── Task material ──

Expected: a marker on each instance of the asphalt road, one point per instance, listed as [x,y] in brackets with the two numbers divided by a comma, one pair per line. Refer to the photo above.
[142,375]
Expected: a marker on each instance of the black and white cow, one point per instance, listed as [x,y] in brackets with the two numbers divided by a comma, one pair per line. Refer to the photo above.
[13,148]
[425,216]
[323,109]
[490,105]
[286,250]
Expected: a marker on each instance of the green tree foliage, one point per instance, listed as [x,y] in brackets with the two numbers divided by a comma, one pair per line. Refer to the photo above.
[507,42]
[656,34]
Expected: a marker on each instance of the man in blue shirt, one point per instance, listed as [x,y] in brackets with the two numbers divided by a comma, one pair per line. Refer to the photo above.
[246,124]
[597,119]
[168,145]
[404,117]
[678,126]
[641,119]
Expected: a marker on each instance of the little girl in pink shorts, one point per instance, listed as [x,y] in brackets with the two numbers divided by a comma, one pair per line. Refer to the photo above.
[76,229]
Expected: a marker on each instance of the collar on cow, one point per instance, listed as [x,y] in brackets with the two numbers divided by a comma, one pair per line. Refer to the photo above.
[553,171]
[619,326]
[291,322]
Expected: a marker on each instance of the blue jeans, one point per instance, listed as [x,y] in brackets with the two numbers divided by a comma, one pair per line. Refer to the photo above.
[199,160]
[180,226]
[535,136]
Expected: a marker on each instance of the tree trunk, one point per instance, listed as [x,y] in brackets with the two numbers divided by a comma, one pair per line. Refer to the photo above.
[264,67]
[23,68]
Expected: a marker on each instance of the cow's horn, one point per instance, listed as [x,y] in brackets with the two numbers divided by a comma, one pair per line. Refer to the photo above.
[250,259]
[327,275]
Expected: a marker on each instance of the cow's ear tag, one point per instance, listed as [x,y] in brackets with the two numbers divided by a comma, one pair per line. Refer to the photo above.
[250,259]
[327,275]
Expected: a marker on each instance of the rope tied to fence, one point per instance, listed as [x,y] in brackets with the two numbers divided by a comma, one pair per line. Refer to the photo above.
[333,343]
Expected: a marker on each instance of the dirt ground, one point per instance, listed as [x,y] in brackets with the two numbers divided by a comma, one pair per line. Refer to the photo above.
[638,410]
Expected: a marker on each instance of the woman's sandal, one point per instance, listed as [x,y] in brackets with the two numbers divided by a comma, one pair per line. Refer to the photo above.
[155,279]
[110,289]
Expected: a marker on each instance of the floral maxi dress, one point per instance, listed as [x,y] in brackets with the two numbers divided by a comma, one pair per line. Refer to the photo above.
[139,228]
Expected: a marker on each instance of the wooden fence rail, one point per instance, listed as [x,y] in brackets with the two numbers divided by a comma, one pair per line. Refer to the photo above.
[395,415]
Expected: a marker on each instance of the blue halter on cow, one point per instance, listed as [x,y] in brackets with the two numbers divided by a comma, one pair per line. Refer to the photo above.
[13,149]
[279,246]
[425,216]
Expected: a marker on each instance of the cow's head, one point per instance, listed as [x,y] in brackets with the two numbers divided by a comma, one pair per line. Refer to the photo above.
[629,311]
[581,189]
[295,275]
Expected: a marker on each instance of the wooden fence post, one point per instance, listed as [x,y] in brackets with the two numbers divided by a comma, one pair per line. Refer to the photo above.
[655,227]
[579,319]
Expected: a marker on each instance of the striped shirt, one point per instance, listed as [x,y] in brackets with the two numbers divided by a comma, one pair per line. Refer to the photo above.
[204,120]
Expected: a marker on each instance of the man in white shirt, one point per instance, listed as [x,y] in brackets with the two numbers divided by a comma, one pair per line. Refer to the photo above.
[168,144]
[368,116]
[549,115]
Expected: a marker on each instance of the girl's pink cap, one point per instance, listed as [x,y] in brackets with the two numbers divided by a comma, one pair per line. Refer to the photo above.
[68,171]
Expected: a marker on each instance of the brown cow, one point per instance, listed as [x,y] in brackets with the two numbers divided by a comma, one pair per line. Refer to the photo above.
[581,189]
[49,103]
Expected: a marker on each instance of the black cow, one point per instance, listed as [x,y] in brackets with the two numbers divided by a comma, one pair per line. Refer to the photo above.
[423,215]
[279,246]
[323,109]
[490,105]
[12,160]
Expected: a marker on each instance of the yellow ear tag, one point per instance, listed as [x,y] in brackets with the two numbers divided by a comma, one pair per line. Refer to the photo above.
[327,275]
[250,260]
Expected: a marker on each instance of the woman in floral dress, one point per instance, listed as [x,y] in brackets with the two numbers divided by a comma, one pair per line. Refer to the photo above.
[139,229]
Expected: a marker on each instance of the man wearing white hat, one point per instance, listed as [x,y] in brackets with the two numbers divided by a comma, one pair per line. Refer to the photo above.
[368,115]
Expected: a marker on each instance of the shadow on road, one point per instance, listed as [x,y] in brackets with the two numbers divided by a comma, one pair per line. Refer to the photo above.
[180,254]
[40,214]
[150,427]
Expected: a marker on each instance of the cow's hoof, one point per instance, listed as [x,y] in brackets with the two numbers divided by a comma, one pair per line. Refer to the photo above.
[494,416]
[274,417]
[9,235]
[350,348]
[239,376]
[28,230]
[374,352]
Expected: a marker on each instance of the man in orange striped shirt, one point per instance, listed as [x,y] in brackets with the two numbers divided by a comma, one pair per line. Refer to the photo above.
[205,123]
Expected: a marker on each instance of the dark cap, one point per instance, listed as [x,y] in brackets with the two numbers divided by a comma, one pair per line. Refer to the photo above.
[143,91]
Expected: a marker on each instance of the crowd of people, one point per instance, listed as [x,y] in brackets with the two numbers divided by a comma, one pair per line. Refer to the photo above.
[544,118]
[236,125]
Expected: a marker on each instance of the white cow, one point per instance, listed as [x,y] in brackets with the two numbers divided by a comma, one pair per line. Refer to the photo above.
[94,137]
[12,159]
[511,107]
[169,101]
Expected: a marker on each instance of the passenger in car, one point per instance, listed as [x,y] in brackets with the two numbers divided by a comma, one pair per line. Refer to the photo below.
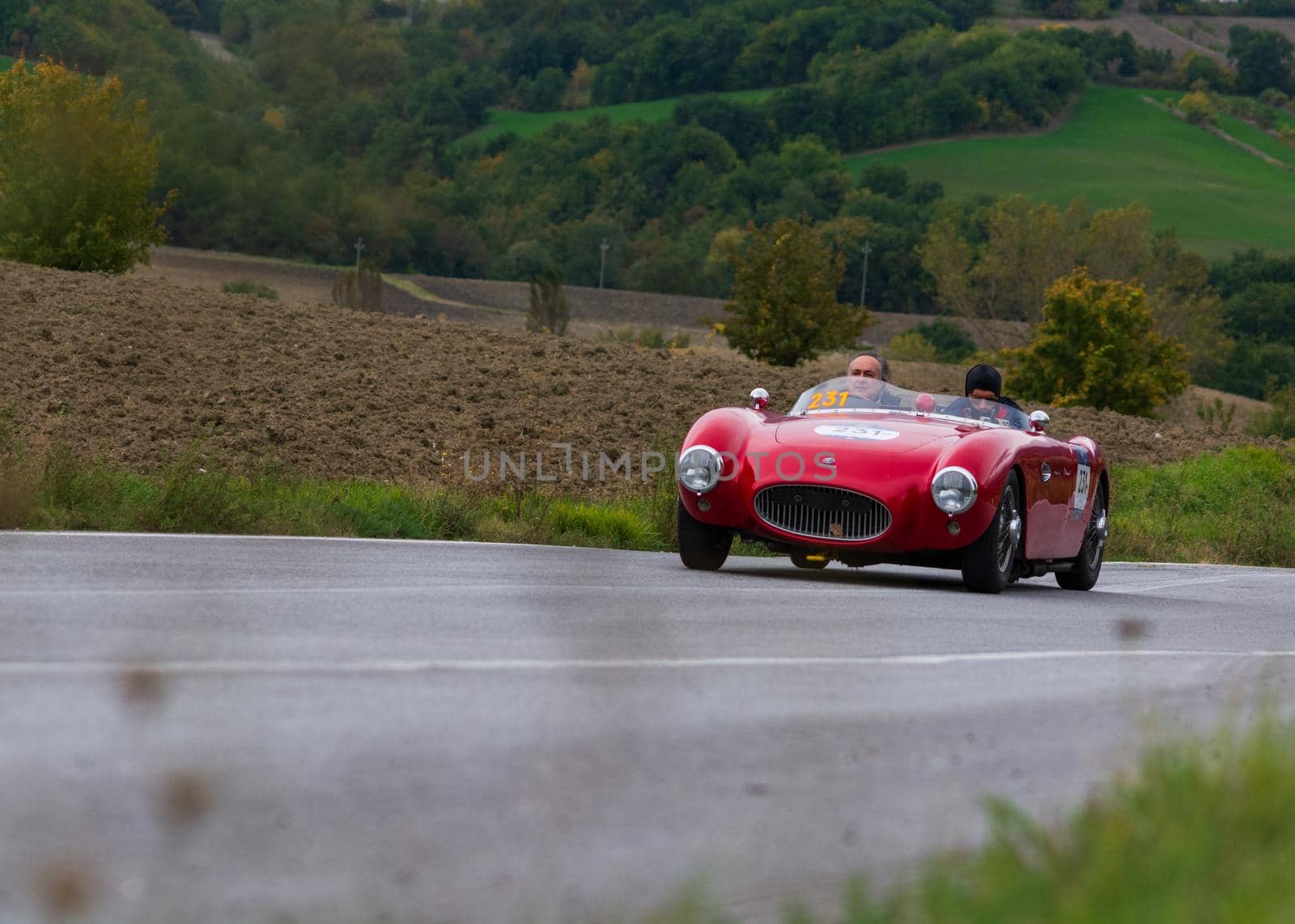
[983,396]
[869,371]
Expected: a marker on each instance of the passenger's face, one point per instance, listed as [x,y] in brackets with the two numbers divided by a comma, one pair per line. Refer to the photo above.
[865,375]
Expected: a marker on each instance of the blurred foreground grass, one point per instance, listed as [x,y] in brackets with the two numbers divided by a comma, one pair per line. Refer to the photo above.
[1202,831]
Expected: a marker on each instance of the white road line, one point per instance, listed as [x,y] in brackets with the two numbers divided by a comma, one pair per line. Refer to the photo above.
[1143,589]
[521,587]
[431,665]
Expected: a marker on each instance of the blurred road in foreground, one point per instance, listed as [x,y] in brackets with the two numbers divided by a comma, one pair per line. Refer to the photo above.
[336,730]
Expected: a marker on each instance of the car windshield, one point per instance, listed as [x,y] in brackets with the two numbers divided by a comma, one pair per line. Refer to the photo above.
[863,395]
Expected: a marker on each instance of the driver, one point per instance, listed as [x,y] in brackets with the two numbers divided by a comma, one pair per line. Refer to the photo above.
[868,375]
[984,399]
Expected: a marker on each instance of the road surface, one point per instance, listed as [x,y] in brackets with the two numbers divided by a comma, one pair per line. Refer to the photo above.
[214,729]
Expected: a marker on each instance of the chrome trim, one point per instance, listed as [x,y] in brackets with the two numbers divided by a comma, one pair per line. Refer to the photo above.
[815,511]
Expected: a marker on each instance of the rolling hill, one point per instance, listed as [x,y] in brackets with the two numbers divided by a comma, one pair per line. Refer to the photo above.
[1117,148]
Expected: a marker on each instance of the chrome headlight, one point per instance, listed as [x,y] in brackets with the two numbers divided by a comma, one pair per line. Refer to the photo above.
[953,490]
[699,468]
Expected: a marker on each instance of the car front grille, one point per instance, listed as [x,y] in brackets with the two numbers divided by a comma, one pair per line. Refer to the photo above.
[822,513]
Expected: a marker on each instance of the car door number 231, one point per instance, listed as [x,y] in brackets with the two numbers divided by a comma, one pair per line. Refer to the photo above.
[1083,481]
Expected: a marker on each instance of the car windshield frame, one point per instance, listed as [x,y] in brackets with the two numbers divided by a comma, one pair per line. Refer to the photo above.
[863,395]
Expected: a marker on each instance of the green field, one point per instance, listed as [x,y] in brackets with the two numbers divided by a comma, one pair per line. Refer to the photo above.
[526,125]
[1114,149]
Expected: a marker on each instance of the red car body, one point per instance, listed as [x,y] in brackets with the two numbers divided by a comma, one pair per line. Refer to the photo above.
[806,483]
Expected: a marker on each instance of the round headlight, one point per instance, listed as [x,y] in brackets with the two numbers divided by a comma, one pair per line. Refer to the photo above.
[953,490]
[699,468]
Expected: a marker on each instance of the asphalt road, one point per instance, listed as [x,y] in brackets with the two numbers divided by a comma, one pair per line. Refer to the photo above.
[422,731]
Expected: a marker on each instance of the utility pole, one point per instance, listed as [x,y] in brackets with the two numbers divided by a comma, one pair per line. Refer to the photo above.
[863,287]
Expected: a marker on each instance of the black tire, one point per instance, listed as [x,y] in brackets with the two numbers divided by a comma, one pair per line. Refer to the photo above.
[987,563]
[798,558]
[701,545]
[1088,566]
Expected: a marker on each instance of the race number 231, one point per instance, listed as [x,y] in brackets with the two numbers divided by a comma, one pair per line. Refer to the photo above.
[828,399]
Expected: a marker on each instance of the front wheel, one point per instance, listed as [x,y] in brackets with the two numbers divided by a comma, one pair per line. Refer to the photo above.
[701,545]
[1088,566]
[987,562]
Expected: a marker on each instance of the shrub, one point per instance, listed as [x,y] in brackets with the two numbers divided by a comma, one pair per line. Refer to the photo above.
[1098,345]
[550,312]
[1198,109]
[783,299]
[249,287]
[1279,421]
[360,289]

───

### What you will do:
Copy out exactly the lines between the line with "Expected: a marker on each instance of the utility" and the last line of the entries, counting both of those lines.

### Solved exercise:
Expected: a marker on each instance of the utility pole, one point per instance, listed as [x,y] in brackets with the two numbers divided by a comma, one pair per line. Refer to the photo above.
[863,287]
Expected: a marker on each instance of the black tire, one point per instance, listed as [x,y] in brackets with the two numbers divided by a comma, one pair per line. Refer to the photo above.
[987,563]
[798,558]
[701,545]
[1088,566]
Expected: a marker on each instance of the race number 231, one point per instance, listed as [x,y] in brackets with the two numbers divided by a comma, one pair per line. Refer to the photo above.
[828,399]
Expected: a marker on each instance of the front wheel, one point per instance, listed as [x,y] in brackets with the two numbers divided by a comma, one pair per line. Refer to the photo above.
[701,545]
[1088,566]
[987,562]
Expected: a marker on each instance of the shrub, one point per instance, listed as [x,y] in brackets with the two numbers divided by a comma, one pair per line. Refer to the photo above.
[1098,345]
[550,312]
[1198,109]
[783,299]
[249,287]
[1279,421]
[360,289]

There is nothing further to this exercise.